## Dataset
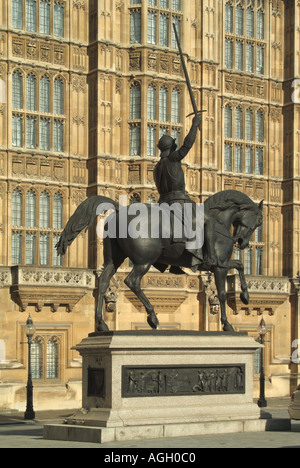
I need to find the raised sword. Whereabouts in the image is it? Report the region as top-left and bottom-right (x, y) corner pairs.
(173, 23), (206, 130)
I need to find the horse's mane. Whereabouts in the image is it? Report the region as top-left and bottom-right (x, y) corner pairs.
(204, 190), (258, 211)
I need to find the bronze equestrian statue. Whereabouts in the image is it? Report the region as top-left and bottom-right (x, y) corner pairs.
(57, 183), (263, 332)
(56, 26), (263, 332)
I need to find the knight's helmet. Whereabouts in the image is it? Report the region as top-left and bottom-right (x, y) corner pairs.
(157, 135), (176, 158)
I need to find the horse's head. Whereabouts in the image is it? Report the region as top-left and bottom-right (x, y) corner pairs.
(233, 201), (264, 250)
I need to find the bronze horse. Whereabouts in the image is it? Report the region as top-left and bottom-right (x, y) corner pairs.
(56, 190), (263, 332)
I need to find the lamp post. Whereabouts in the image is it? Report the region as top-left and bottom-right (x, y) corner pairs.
(24, 315), (35, 420)
(257, 319), (268, 408)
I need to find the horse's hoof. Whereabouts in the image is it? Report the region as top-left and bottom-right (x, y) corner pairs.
(147, 314), (159, 330)
(97, 320), (109, 333)
(240, 292), (250, 305)
(223, 322), (235, 333)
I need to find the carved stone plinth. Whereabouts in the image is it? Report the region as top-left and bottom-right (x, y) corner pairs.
(44, 331), (286, 443)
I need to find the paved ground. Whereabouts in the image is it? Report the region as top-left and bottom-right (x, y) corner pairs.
(0, 399), (300, 450)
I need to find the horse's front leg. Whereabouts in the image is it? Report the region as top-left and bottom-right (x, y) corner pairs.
(124, 263), (159, 330)
(214, 268), (234, 332)
(229, 260), (250, 305)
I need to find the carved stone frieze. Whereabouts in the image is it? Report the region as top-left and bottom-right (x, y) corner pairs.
(10, 266), (95, 312)
(227, 275), (290, 315)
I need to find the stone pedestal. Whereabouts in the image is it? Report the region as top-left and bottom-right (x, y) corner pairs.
(44, 331), (272, 443)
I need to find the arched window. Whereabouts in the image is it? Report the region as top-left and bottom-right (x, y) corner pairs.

## Short task
Reproduce every line of the records above without changing a word, and leave out the pictures.

## Solution
I need to find the raised sword. Whereabouts in the image is it? Report the region as top-left and bottom-right (x, y) corner pairs.
(173, 23), (206, 130)
I need to find the horse's mane. Whereabouts in the image is it? Report the region as top-left and bottom-right (x, y) corner pairs.
(204, 190), (258, 211)
I need to find the bronze equestrian statue. Whereabouts in the image is it? Report the region as top-left and bottom-right (x, y) corner pairs.
(57, 183), (263, 332)
(56, 26), (263, 332)
I need to find the knight's helmet. Whereabouts in the image is it? Report the region as top-left and bottom-right (x, y) corner pairs.
(157, 135), (176, 158)
I need to find the horse's head. Whereabouts in the image is it? Report the region as top-left and bottom-right (x, y) corner pairs.
(233, 201), (264, 250)
I need to find the bronze horse. Whereabouts in the image is it? Report the region as top-left and bottom-right (x, y) corner pairs.
(56, 190), (263, 332)
I need to find the lamp post. Whereabouts in the image is it? Report the region as top-left and bottom-right (x, y) corner pairs.
(24, 315), (35, 420)
(257, 319), (268, 408)
I need to find the horse's hoof. Whereabouts in the image is it? Report the region as top-left and bottom-right (x, y) corner pairs.
(147, 314), (159, 330)
(97, 320), (109, 333)
(240, 292), (250, 305)
(223, 322), (235, 333)
I need to find the carved stone plinth. Whereabouts in the image is it? Report the region as top-left and bottom-right (x, y) corner pairs.
(44, 331), (286, 443)
I need to find the paved ground. Whereabouts in the image is it? Report the region as top-left and bottom-right (x, y) corner pairs.
(0, 399), (300, 450)
I need to find the horse's front leg. Whereabouts in the image is it? Report the region as top-left and bottom-right (x, y) corner pairs.
(124, 263), (159, 330)
(214, 268), (234, 332)
(229, 260), (250, 305)
I need to find the carved stone frieze. Whereabouts in the image is it? Report the region as top-left and bottom-right (x, y) corner pairs.
(10, 266), (95, 312)
(227, 275), (290, 315)
I need to find the stone pedestal. Whereabouts in the image is it? Report the region as top-left and bottom-right (x, y) corner pairs.
(44, 331), (272, 443)
I need to find the arched window. Whereabouts in the image is it? Report the region as top-left and bottom-right (x, y) corner pairs.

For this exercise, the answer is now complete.